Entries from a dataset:
** begin **

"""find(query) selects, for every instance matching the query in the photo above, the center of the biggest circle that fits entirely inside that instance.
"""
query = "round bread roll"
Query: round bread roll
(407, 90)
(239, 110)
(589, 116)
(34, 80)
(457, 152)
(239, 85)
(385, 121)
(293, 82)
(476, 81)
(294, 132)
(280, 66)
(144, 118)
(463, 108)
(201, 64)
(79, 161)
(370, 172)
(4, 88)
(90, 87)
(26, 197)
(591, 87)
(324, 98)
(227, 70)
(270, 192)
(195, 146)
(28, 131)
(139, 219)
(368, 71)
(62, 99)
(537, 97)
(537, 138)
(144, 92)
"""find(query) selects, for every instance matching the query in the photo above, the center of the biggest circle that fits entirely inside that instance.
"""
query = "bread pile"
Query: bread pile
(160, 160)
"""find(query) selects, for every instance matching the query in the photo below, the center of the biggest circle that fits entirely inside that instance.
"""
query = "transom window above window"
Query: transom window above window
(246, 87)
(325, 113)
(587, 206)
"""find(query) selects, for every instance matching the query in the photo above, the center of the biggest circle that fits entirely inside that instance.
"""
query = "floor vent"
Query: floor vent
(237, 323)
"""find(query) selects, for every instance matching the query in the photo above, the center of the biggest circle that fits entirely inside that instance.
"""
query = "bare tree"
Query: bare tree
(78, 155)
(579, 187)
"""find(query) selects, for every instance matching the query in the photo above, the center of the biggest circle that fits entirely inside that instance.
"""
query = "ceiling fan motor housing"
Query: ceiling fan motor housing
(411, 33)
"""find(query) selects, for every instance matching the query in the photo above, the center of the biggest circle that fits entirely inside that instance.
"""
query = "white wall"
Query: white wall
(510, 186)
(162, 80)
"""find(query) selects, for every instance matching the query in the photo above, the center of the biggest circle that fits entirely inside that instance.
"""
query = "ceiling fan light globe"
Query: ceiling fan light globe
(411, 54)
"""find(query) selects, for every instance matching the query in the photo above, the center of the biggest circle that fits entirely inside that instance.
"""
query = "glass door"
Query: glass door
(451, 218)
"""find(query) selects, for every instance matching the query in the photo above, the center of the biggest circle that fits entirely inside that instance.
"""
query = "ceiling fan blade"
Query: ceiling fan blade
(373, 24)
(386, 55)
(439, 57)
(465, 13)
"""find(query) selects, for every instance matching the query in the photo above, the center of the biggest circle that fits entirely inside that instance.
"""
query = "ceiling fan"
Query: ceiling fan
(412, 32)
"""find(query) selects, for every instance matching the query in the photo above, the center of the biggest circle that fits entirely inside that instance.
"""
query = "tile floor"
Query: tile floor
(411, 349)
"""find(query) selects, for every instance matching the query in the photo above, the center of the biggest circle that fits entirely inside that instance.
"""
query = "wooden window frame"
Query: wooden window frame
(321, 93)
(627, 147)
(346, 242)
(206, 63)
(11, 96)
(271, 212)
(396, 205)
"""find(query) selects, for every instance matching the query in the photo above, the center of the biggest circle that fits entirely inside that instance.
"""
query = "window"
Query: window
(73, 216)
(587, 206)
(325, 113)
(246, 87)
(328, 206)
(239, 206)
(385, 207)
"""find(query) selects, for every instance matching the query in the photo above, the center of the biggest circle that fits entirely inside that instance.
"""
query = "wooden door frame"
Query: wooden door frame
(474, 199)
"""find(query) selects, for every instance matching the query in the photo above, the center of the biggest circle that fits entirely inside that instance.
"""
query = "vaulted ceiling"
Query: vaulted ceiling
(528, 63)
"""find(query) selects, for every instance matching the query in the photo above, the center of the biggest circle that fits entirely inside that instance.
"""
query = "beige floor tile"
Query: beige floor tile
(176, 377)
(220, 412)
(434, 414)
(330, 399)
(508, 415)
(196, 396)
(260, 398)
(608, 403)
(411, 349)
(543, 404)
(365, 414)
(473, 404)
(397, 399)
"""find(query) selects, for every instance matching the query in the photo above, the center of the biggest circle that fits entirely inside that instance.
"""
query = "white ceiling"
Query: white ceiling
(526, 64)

** end **

**What you have to do**
Locate every line in the items above that contains the word "floor", and copy each of those lines. Case counts.

**Exercise result**
query = "floor vent"
Query: floor vent
query = "tile floor"
Query: tile floor
query = "beige floor tile"
Query: beige floor tile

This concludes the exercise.